Data provided
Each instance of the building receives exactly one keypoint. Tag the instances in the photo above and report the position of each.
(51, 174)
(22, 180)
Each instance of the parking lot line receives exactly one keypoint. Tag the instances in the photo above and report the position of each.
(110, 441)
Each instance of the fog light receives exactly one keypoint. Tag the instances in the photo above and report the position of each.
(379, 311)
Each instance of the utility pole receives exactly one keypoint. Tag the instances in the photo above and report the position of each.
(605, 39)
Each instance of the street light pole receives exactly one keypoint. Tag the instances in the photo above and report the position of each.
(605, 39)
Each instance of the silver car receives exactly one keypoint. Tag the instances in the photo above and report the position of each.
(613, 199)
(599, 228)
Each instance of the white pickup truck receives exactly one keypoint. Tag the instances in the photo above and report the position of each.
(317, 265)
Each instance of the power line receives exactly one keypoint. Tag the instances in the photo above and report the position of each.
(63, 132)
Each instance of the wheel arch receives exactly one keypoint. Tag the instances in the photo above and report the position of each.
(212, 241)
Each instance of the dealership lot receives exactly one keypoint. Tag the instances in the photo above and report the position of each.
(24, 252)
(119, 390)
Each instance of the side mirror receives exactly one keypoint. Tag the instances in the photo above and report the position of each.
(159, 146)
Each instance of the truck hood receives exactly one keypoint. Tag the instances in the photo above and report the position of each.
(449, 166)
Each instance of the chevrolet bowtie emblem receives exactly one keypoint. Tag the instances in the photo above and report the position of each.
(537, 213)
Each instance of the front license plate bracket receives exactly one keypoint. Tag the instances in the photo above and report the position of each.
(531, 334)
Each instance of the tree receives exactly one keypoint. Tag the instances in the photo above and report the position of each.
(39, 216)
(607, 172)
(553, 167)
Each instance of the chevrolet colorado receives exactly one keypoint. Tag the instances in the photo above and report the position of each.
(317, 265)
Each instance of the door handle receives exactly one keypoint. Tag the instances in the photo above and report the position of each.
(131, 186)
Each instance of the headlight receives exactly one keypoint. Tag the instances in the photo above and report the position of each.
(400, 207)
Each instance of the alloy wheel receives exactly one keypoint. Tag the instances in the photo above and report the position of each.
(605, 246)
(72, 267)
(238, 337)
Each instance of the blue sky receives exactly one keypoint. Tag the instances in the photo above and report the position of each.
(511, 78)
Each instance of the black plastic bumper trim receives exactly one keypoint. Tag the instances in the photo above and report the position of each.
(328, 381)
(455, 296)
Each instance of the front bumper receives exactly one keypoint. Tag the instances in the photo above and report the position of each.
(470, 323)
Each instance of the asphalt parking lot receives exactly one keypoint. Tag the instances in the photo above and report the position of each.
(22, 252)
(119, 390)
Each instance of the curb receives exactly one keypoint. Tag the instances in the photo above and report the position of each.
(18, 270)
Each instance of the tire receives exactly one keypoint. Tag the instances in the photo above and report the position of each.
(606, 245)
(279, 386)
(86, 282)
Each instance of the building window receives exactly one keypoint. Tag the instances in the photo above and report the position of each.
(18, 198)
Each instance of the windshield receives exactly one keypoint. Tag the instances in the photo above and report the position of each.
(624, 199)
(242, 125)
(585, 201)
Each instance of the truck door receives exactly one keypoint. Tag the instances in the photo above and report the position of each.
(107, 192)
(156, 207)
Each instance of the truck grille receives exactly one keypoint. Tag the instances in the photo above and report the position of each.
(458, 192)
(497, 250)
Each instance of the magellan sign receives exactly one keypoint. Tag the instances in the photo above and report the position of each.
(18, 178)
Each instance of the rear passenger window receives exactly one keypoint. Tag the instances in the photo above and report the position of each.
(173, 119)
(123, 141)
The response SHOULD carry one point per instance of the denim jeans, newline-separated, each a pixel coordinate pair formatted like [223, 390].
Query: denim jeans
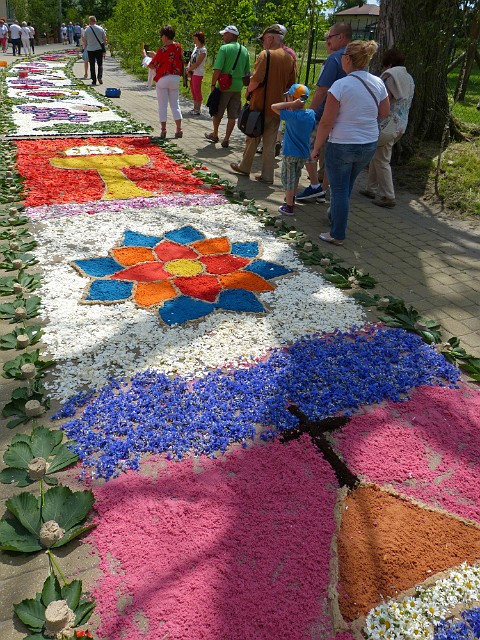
[343, 163]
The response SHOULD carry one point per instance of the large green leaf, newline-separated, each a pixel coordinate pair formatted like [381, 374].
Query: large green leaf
[14, 537]
[18, 455]
[27, 509]
[74, 533]
[15, 476]
[83, 612]
[66, 507]
[64, 458]
[51, 590]
[42, 442]
[31, 613]
[71, 593]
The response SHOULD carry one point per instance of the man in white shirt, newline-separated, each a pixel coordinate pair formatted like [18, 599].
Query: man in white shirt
[16, 36]
[95, 39]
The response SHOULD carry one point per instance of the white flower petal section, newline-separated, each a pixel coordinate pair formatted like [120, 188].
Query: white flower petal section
[93, 342]
[415, 617]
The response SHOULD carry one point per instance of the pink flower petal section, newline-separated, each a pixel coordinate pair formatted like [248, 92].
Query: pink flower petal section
[427, 448]
[223, 264]
[149, 272]
[232, 548]
[168, 250]
[202, 287]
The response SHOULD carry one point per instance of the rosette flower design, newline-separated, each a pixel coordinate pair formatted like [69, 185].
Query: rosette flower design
[183, 274]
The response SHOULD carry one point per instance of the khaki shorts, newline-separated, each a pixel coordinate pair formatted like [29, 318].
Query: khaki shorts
[232, 102]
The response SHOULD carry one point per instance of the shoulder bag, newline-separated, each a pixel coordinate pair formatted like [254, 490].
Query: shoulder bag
[225, 79]
[252, 123]
[102, 44]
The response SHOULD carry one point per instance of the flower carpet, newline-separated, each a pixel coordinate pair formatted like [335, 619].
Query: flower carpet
[265, 463]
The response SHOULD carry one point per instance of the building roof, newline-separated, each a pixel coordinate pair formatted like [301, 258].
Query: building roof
[365, 10]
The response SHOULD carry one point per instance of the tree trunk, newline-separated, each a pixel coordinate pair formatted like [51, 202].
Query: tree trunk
[423, 30]
[464, 76]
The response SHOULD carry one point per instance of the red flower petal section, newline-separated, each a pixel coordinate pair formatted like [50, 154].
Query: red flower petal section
[212, 246]
[245, 280]
[168, 250]
[202, 287]
[223, 264]
[142, 273]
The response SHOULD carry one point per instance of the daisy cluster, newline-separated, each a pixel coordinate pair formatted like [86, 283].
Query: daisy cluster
[417, 617]
[94, 342]
[320, 375]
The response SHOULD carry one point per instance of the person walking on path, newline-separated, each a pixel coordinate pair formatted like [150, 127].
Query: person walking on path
[281, 76]
[231, 65]
[95, 39]
[16, 37]
[168, 65]
[25, 35]
[400, 87]
[195, 71]
[336, 40]
[3, 35]
[350, 122]
[299, 124]
[32, 36]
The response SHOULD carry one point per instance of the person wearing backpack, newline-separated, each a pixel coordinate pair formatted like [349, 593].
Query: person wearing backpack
[231, 66]
[95, 39]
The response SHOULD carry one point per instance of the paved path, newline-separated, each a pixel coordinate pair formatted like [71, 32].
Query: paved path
[414, 251]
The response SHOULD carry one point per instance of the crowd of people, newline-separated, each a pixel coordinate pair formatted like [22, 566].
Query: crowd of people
[354, 119]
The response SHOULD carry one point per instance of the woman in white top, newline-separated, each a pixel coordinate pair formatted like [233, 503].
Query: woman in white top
[350, 122]
[25, 35]
[400, 87]
[195, 71]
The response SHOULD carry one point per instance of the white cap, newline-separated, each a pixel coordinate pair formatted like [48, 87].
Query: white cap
[230, 29]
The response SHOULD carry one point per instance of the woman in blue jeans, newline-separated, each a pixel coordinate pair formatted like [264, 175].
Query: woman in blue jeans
[350, 123]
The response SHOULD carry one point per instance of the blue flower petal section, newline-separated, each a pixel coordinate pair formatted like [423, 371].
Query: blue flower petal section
[134, 239]
[185, 235]
[245, 249]
[98, 267]
[109, 290]
[239, 300]
[184, 308]
[267, 270]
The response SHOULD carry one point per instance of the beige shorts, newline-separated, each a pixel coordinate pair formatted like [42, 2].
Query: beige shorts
[232, 102]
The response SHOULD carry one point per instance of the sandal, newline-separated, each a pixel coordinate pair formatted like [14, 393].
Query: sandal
[326, 237]
[211, 138]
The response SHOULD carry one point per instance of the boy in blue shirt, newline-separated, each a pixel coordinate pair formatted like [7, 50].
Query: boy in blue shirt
[299, 124]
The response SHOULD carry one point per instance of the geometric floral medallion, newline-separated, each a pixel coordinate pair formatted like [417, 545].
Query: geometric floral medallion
[183, 274]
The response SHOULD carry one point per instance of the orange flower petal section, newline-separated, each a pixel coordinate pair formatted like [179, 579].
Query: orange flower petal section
[150, 293]
[128, 256]
[142, 273]
[168, 250]
[245, 280]
[201, 287]
[212, 246]
[223, 264]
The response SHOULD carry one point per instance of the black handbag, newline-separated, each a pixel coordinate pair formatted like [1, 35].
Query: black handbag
[252, 123]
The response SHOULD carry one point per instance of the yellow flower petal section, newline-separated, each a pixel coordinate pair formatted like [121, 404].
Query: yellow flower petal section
[185, 268]
[118, 186]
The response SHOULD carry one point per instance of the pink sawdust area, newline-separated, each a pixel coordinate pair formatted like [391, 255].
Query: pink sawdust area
[234, 548]
[427, 448]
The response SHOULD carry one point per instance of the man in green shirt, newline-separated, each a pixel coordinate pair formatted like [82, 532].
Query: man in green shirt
[231, 59]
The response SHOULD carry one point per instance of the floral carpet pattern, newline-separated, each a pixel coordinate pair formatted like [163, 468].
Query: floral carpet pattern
[265, 463]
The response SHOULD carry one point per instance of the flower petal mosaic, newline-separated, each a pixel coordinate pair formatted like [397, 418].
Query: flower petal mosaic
[265, 463]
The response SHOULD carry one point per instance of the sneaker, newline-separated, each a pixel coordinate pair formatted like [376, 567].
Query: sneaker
[384, 202]
[311, 193]
[286, 209]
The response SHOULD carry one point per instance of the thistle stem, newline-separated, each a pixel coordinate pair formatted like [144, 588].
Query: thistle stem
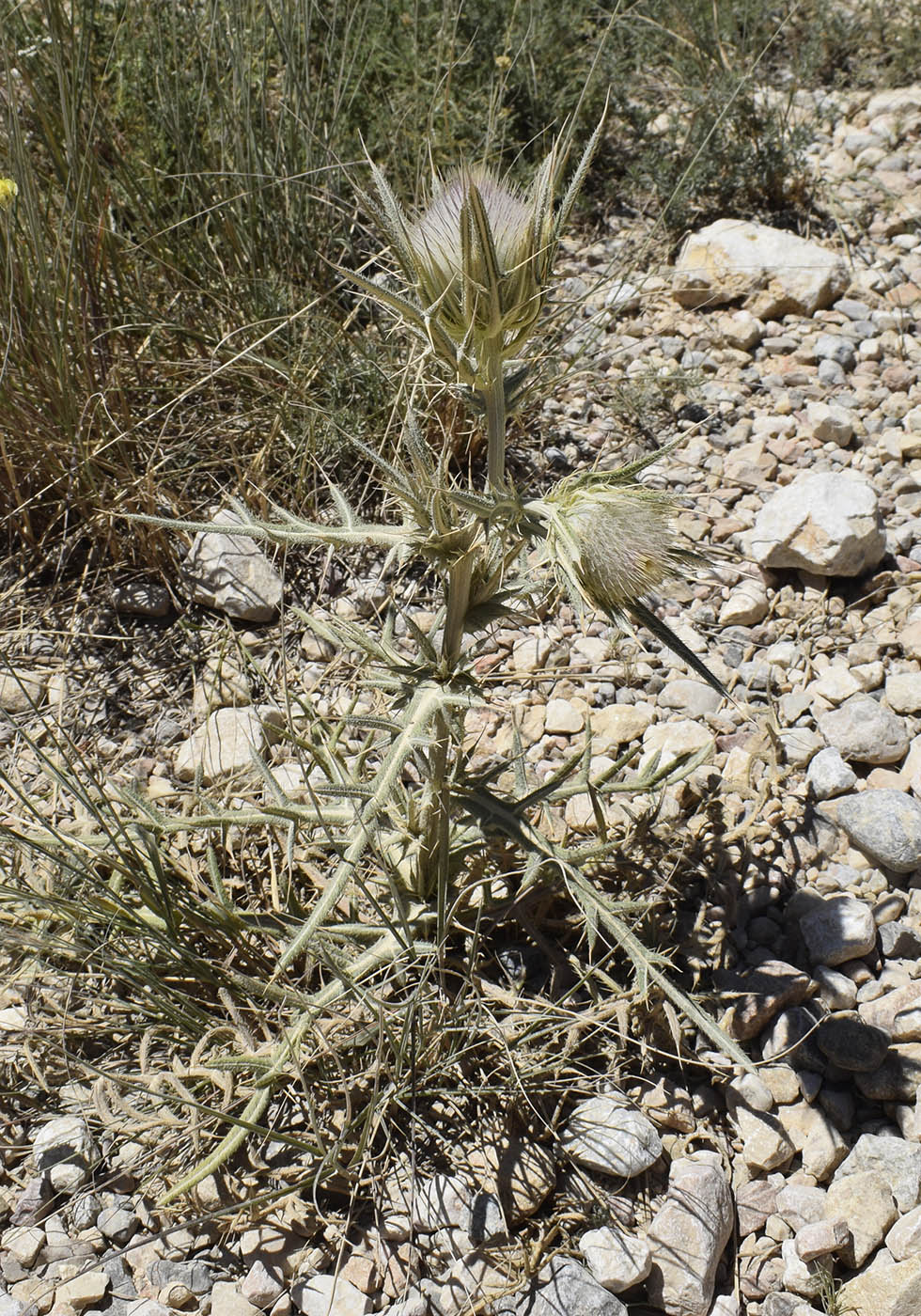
[437, 835]
[495, 415]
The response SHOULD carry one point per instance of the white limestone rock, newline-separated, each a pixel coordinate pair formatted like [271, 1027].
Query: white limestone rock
[773, 270]
[232, 574]
[604, 1135]
[828, 523]
[688, 1234]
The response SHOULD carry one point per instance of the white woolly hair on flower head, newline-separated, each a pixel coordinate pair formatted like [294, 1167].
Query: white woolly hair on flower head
[437, 232]
[615, 542]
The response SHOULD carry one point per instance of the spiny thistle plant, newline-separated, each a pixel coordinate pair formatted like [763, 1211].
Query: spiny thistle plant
[414, 832]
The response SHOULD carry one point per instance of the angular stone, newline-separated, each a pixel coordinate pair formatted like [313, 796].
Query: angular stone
[561, 1289]
[884, 1290]
[792, 1037]
[865, 732]
[800, 1204]
[604, 1135]
[224, 745]
[802, 1277]
[756, 1200]
[765, 1144]
[898, 1012]
[778, 273]
[866, 1203]
[563, 717]
[688, 1234]
[232, 574]
[898, 1161]
[837, 930]
[829, 776]
[618, 724]
[904, 1237]
[821, 1239]
[831, 424]
[758, 995]
[66, 1151]
[903, 691]
[898, 940]
[616, 1259]
[815, 1137]
[328, 1295]
[23, 1243]
[259, 1286]
[746, 605]
[85, 1290]
[851, 1043]
[885, 825]
[898, 1078]
[828, 524]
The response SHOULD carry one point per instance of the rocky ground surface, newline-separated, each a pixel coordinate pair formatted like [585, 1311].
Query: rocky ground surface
[793, 366]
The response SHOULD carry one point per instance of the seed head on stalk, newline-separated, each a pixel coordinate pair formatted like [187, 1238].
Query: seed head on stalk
[611, 541]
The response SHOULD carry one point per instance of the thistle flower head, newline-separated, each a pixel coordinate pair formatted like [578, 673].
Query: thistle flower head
[477, 259]
[614, 543]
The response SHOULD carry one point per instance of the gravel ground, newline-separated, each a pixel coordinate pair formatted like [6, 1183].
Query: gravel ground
[795, 372]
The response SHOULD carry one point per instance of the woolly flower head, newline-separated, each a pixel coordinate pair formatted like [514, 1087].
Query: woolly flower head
[476, 260]
[612, 543]
[476, 227]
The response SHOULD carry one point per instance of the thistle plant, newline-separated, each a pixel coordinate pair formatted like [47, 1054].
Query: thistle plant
[411, 824]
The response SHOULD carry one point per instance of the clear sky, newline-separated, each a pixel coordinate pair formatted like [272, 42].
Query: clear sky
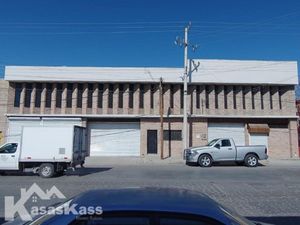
[142, 33]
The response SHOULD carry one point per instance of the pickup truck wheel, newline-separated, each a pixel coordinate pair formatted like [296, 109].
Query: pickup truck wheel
[251, 160]
[205, 161]
[46, 170]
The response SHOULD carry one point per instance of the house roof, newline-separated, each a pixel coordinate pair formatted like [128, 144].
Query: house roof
[209, 71]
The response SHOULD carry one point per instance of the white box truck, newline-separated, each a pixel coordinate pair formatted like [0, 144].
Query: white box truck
[48, 151]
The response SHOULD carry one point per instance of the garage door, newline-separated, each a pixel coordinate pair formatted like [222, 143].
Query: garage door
[259, 139]
[114, 139]
[227, 130]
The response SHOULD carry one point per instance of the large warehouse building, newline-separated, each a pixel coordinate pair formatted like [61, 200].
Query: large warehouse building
[251, 101]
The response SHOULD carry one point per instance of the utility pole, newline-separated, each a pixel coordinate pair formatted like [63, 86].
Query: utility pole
[185, 88]
[187, 76]
[161, 112]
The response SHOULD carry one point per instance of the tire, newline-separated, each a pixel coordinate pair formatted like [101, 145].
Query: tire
[46, 170]
[251, 160]
[205, 160]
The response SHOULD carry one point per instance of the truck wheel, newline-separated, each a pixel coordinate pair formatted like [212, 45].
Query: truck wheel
[205, 161]
[46, 170]
[251, 160]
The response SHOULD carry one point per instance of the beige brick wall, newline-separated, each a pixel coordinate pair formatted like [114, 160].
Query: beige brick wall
[4, 86]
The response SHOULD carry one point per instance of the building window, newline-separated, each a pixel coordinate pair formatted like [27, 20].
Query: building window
[181, 96]
[225, 97]
[90, 96]
[253, 92]
[280, 93]
[28, 91]
[79, 95]
[216, 97]
[58, 95]
[244, 97]
[271, 97]
[100, 95]
[69, 95]
[198, 97]
[172, 96]
[18, 91]
[38, 95]
[141, 101]
[121, 93]
[48, 95]
[207, 97]
[131, 91]
[152, 90]
[234, 89]
[172, 135]
[110, 96]
[262, 92]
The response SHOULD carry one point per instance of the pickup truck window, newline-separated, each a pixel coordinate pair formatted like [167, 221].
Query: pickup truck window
[226, 143]
[212, 142]
[9, 148]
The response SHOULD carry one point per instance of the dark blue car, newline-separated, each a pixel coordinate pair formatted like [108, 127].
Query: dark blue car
[141, 206]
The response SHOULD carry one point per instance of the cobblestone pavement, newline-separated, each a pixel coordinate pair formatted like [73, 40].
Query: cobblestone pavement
[263, 192]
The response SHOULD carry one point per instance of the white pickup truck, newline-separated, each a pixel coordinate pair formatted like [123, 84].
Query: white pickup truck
[47, 151]
[224, 149]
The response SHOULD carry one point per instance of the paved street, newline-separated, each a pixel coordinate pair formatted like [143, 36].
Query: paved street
[268, 193]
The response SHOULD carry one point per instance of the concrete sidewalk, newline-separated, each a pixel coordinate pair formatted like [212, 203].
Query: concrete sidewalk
[107, 160]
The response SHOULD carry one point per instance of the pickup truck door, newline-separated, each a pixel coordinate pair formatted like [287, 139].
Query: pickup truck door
[9, 159]
[226, 150]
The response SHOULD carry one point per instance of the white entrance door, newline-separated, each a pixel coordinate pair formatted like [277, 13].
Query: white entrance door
[227, 130]
[259, 139]
[114, 139]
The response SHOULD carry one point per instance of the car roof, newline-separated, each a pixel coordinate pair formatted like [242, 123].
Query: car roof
[152, 199]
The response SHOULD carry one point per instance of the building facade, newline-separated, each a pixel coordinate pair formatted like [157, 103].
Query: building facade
[251, 101]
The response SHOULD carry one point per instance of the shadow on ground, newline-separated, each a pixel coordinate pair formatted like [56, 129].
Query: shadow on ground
[277, 220]
[223, 164]
[77, 172]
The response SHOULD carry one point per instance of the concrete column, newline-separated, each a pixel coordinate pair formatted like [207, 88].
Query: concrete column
[211, 97]
[43, 98]
[156, 100]
[74, 98]
[176, 109]
[293, 134]
[22, 98]
[239, 100]
[126, 99]
[275, 99]
[147, 96]
[105, 99]
[167, 97]
[53, 99]
[248, 99]
[32, 99]
[95, 98]
[194, 100]
[136, 99]
[64, 98]
[230, 98]
[116, 99]
[266, 99]
[84, 98]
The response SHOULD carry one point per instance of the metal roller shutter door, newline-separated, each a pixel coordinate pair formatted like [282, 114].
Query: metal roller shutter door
[114, 139]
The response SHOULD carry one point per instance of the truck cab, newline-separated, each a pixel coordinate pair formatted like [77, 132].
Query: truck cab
[9, 156]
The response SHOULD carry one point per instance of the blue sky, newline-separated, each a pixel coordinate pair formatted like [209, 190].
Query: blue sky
[142, 33]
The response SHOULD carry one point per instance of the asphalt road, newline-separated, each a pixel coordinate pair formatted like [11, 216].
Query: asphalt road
[266, 193]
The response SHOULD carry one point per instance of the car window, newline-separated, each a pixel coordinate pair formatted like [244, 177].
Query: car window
[225, 143]
[9, 148]
[145, 218]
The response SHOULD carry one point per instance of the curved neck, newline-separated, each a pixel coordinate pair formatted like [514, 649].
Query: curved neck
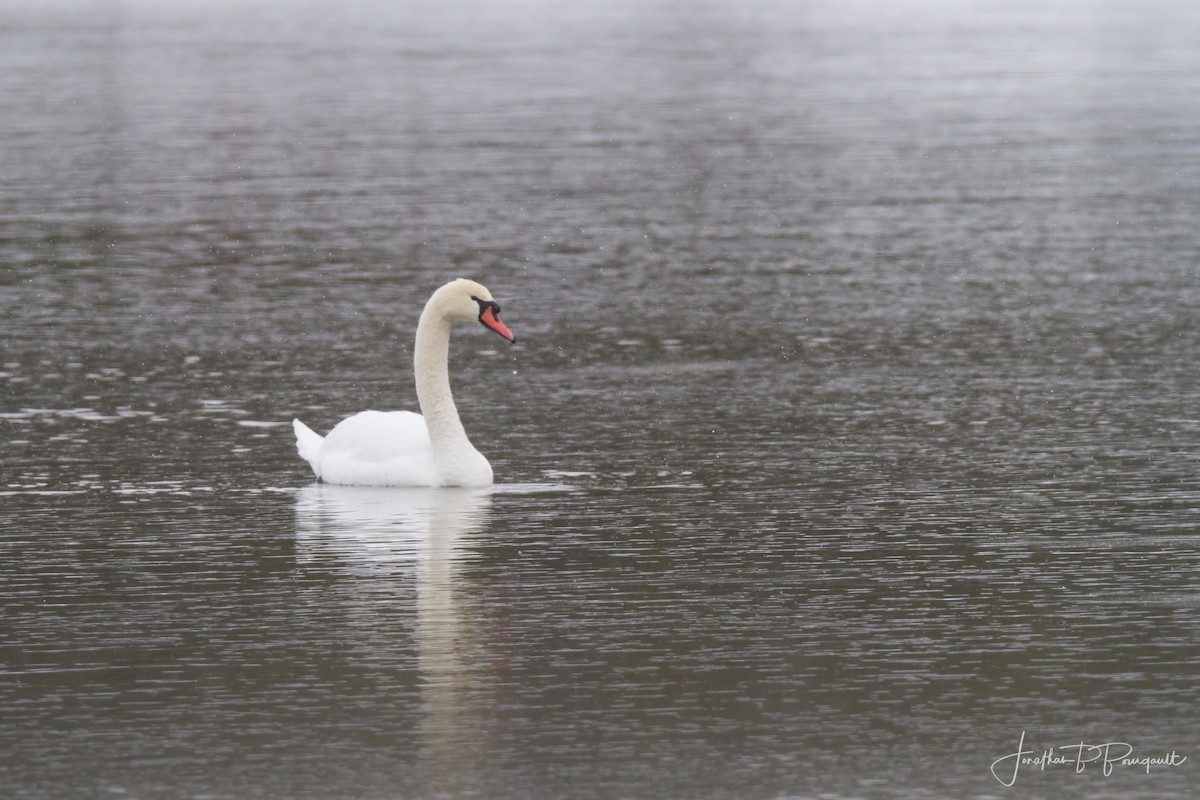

Aim
Go through the records above and copy out every line that contains the word "denim".

Result for this exercise
The response SHOULD carry one point per instance of the denim jeans, newline-separated, each a pixel coordinate pair formatted like [223, 390].
Query: denim jeans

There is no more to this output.